Passage provided -
<<<<

Back to News

Art and science meet in a moth opera

Airborne insects, a wax model of a melting human head, a Handel opera restaged with moths and the attack on the US Capitol weave an intricate web of multimedia works in British poet, writer and visual artist Redell Olsen‘s DARE Art Prize commission Weather, Whether Radar: Plume of the Volants, which can now be experienced online at weatherwhetherradar.art

Awarded by the University of Leeds and Opera North in association with the National Science and Media Museum and The Tetley, the DARE Art Prize is a £15,000 award for artists and scientists to collaborate on new approaches to the creative process. Olsen has worked with scientists at the University and singers and music staff at Opera North, producing a range of new artworks, from collage and poetry to film and music.

The research of the BioDAR unit at the University of Leeds has been central to Olsen’s commission. In this groundbreaking programme, scientists use discarded data from weather radar to monitor insect biodiversity. The ‘plumes’ of insects that sometimes register on radar were at first dismissed as ‘noise’, being of no meteorological use, but the BioDAR initiative is finding new ways to map and identify insect abundance and diversity as distinct from the weather. Their work supports the conservation of insects such as bees and other pollinators that are vital to ecosystems.

Taking inspiration from BioDAR, Weather, Whether Radar revolves around discarded material: knowledge or culture that can be reused in different and unforeseen ways. Many of the pieces employ a poetic interpretation of scientific language, or conversely, a contemporary reclamation of historic texts or cultural artefacts, as in Olsen’s rewording of Polyphemus’ aria in Handel’s opera Acis and Galatea.

Still from Fragments From an Interspecies Opera: Acis and Galatea Rewilded, or, a Serenata; or Pastoral Entertainment in the Age of Extinction by Redell Olsen

In this proposal for an ‘inter-species opera’, the artist reimagines the character of the cyclops Polyphemus as the polyphemus moth (Antheraea polyphemus). Informed by current climate and environmental crises, as well as Virginia Woolf’s essay The Death of The Moth, Olsen’s new libretto for parts of Acis and Galatea is performed by the Chorus of Opera North and bass-baritone Matthew Stiff. The audio is accompanied by images of a moth specimen produced by BioDAR scientist Will Evans on the project’s newly acquired Artec 3D scanner, in a remote collaboration with Olsen.

While the Covid-19 pandemic put paid to fieldwork plans for both Olsen and the scientists, virtual access to objects in the Science Museum Group Collection in Bradford broadened her scope still further: “This body of work tracks and imagines a range of poetic, narrative, historical and cultural noises at the fragile intersections of radar, insects, weather, objects, people, music and film”, the artist says. She also acknowledges the effect of a year in lockdown on the project: “No research happens out of context. I proceeded, as the poet Emily Dickinson wrote, at a slant, exploring the real and imagined connections, the possible links between contemporary scientific work and the associative fields thrown up by apparently unrelated objects and contexts that I encountered through the collection and in my everyday newsfeed.”

>>>>

Study questions -
(1) List every institution the moth opera article names as awarding the DARE Art Prize or being in association with it.
(2) Please revise the moth opera article, copying out everything from "Awarded by the" down to "film and music." with "collaborate" changed to "work together".
The entries that come next have no connection to the moth opera article.

Entries taken from a collection
<<<<

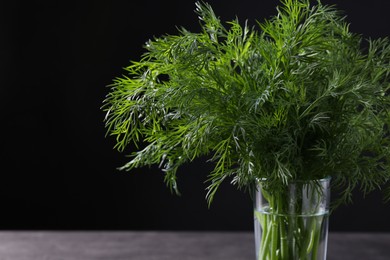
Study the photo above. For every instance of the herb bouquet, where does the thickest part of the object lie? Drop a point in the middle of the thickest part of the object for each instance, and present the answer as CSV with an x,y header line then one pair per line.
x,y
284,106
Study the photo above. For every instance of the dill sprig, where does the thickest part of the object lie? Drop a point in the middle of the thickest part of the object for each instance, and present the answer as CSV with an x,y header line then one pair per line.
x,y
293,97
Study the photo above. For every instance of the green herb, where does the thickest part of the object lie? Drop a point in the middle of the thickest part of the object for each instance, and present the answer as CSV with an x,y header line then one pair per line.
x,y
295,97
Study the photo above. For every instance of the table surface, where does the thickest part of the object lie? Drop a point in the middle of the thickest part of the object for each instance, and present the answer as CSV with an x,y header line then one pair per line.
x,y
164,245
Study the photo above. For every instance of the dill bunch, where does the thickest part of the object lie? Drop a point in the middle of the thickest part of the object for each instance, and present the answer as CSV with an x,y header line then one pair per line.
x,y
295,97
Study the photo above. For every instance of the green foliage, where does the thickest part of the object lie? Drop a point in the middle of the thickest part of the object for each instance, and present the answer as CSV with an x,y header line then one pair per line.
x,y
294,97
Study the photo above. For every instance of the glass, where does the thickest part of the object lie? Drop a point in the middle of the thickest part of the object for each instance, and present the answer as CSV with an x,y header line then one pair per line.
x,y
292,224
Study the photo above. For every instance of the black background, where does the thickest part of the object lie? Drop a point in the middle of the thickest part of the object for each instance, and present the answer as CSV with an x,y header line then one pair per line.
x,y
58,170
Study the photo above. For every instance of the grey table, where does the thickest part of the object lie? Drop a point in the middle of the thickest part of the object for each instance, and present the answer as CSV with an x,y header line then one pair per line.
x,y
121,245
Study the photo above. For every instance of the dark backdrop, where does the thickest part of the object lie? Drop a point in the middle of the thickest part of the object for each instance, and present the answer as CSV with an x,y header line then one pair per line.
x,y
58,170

>>>>
<<<<

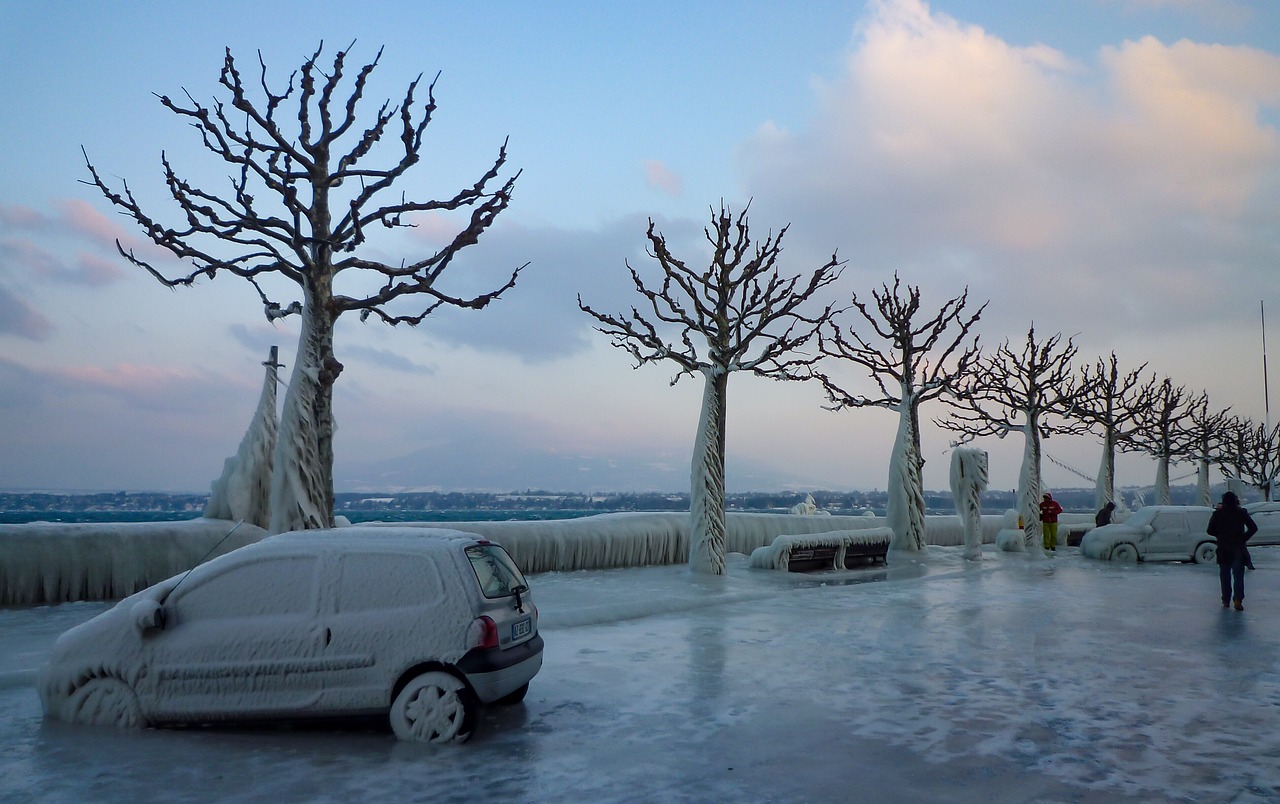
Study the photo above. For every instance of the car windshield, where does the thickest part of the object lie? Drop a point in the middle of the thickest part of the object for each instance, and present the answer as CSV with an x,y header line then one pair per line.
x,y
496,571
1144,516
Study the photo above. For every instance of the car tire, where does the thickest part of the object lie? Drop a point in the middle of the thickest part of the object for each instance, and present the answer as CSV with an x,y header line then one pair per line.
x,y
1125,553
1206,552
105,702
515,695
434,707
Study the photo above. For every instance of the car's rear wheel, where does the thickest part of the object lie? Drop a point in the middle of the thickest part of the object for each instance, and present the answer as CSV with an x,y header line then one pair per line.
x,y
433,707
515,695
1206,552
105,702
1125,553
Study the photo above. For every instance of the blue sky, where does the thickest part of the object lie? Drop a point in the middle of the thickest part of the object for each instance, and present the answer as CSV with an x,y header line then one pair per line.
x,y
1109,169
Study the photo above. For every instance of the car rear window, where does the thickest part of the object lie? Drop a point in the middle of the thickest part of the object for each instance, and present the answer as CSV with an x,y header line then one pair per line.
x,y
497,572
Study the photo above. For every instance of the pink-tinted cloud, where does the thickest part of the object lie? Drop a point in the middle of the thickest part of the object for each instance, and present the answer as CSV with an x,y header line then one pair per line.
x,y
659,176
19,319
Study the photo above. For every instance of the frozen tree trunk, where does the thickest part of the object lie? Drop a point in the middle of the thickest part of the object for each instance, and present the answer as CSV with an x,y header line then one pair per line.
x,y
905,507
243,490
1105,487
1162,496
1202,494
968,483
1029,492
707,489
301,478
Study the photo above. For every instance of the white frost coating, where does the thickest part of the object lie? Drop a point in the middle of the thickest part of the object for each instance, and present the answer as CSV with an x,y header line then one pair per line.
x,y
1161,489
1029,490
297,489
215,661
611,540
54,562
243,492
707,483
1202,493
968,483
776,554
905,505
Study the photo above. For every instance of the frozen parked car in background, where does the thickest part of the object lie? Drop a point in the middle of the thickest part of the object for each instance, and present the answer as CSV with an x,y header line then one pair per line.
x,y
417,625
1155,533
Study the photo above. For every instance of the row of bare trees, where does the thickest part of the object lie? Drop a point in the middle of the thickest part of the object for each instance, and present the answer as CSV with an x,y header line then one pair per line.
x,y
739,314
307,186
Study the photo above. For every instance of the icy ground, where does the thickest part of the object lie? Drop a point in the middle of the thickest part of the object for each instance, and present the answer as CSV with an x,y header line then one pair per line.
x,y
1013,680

>>>>

Responses by task -
(1) University of Leeds, Opera North, National Science and Media Museum, The Tetley

(2)
Awarded by the University of Leeds and Opera North in association with the National Science and Media Museum and The Tetley, the DARE Art Prize is a £15,000 award for artists and scientists to work together on new approaches to the creative process. Olsen has worked with scientists at the University and singers and music staff at Opera North, producing a range of new artworks, from collage and poetry to film and music.